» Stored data
"""
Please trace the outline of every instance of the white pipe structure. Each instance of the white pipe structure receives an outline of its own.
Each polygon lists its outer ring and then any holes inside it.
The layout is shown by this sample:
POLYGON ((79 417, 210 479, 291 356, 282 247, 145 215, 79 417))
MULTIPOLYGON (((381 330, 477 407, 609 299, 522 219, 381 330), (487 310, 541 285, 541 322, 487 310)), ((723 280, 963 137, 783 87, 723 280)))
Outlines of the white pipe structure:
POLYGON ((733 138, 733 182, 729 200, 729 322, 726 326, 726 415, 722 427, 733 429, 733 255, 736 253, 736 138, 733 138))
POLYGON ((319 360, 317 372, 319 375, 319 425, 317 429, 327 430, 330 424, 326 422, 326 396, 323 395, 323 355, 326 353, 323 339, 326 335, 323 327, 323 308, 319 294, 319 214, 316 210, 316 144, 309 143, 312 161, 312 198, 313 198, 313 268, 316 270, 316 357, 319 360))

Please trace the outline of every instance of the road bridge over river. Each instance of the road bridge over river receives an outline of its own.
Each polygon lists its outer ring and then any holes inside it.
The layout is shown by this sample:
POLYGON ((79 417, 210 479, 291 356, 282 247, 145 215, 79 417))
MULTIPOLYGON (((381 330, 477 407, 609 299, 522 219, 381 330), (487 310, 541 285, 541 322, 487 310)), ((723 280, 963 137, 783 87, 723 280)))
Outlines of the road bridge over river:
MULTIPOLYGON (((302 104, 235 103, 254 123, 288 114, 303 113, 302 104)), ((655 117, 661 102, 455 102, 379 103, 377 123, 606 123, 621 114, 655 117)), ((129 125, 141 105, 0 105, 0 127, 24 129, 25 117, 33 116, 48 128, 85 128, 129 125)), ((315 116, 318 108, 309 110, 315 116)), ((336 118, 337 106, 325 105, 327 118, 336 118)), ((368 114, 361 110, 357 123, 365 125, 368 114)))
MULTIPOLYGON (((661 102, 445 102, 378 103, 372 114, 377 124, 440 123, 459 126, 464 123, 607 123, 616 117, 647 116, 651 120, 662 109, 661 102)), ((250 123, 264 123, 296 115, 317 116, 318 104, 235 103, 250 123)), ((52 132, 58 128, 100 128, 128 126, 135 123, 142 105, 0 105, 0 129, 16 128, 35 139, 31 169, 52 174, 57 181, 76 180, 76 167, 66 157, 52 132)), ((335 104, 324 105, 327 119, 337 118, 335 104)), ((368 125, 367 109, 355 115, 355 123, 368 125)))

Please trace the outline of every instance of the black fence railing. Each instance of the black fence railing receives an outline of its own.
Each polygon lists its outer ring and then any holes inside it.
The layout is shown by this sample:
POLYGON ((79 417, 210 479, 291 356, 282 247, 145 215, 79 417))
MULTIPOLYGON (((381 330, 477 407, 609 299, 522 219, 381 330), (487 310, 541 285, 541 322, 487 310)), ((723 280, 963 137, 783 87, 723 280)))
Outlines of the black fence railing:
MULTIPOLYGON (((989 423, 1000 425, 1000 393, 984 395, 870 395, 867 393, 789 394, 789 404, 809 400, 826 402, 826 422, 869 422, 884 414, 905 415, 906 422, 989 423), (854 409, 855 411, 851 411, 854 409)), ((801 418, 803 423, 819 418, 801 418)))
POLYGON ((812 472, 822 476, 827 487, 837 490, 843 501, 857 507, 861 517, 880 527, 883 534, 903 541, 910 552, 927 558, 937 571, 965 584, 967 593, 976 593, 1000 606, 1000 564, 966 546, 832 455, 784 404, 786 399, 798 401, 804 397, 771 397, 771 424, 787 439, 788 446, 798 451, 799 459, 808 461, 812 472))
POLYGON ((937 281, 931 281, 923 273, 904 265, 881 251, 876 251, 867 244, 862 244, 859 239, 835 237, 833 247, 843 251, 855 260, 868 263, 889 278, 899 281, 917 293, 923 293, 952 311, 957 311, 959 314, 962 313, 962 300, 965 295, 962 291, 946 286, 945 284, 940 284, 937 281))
"""
» Instructions to follow
The answer should consist of every record above, copied exactly.

» Task output
Please trace the outline of every instance of the white pipe structure. Each instance of the white pipe structure receives an outline of its own.
Each polygon lists its outer ring and then any holes inside it.
The layout is shown by this sample:
POLYGON ((79 417, 210 479, 291 356, 282 247, 145 215, 79 417))
MULTIPOLYGON (((381 330, 477 407, 609 299, 522 219, 381 330), (487 310, 541 285, 541 322, 487 310)), ((723 280, 963 137, 783 87, 723 280)))
Outlines of the white pipe structure:
POLYGON ((733 138, 733 182, 729 200, 729 322, 726 326, 726 415, 722 427, 733 429, 733 255, 736 253, 736 138, 733 138))
POLYGON ((319 360, 317 372, 319 375, 319 425, 317 429, 327 430, 330 424, 326 422, 326 396, 323 395, 323 355, 326 353, 323 339, 326 335, 323 327, 323 308, 319 294, 319 214, 316 210, 316 144, 309 143, 312 161, 312 198, 313 198, 313 268, 316 270, 316 357, 319 360))

Please trace the outline of every instance of the road bridge over river. Each instance of the road bridge over river receives an outline of its own.
Each polygon lists its outer ring and then any holes inside it.
The layout is shown by this sample:
POLYGON ((79 417, 210 479, 291 356, 282 247, 145 215, 79 417))
MULTIPOLYGON (((381 330, 477 407, 609 299, 522 219, 381 330), (487 310, 541 285, 541 322, 487 310)), ((723 280, 963 137, 783 87, 723 280)))
Outlines of the road bridge over river:
MULTIPOLYGON (((302 104, 235 103, 254 123, 288 114, 303 113, 302 104)), ((655 117, 661 102, 455 102, 379 103, 377 123, 606 123, 621 114, 655 117)), ((129 125, 141 105, 0 105, 0 127, 24 129, 25 117, 33 116, 48 128, 85 128, 129 125)), ((315 116, 318 108, 309 110, 315 116)), ((336 118, 337 106, 325 105, 327 118, 336 118)), ((368 114, 361 110, 357 123, 365 125, 368 114)))
MULTIPOLYGON (((661 102, 445 102, 378 103, 372 114, 377 124, 440 123, 459 126, 464 123, 607 123, 616 117, 647 116, 651 120, 662 109, 661 102)), ((250 123, 264 123, 296 115, 317 116, 318 104, 235 103, 250 123)), ((52 132, 58 128, 100 128, 128 126, 135 123, 142 105, 0 105, 0 129, 16 128, 35 139, 31 169, 52 174, 57 181, 76 180, 76 167, 66 157, 52 132)), ((335 104, 324 105, 327 119, 337 118, 335 104)), ((368 125, 367 109, 355 115, 355 123, 368 125)))

Please trace the outline of every instance of the black fence railing. Each instance of the black fence railing receives an outline of its own.
Each polygon lists its outer ring and then any holes inside it.
The layout is shown by this sample:
POLYGON ((79 417, 210 479, 291 356, 282 247, 145 215, 79 417))
MULTIPOLYGON (((381 330, 477 407, 609 299, 522 219, 381 330), (487 310, 541 285, 541 322, 487 310)), ((723 280, 963 137, 783 87, 723 280)))
Outlines of the black fence railing:
MULTIPOLYGON (((989 423, 1000 425, 1000 393, 984 395, 870 395, 867 393, 789 394, 789 404, 809 400, 826 402, 826 422, 869 422, 884 414, 905 415, 906 422, 989 423), (854 409, 855 411, 851 411, 854 409)), ((801 418, 803 423, 819 418, 801 418)))
POLYGON ((812 472, 822 476, 827 487, 837 490, 843 501, 857 507, 861 517, 880 527, 883 534, 903 541, 910 552, 927 558, 937 571, 965 584, 967 593, 976 593, 1000 606, 1000 564, 966 546, 832 455, 784 404, 786 399, 798 401, 804 397, 771 397, 771 424, 787 439, 788 446, 798 451, 799 459, 808 461, 812 472))
POLYGON ((937 281, 931 281, 923 273, 904 265, 881 251, 876 251, 867 244, 862 244, 859 239, 835 237, 833 247, 843 251, 855 260, 868 263, 889 278, 899 281, 917 293, 923 293, 952 311, 957 311, 959 314, 962 313, 962 300, 965 295, 962 291, 946 286, 945 284, 940 284, 937 281))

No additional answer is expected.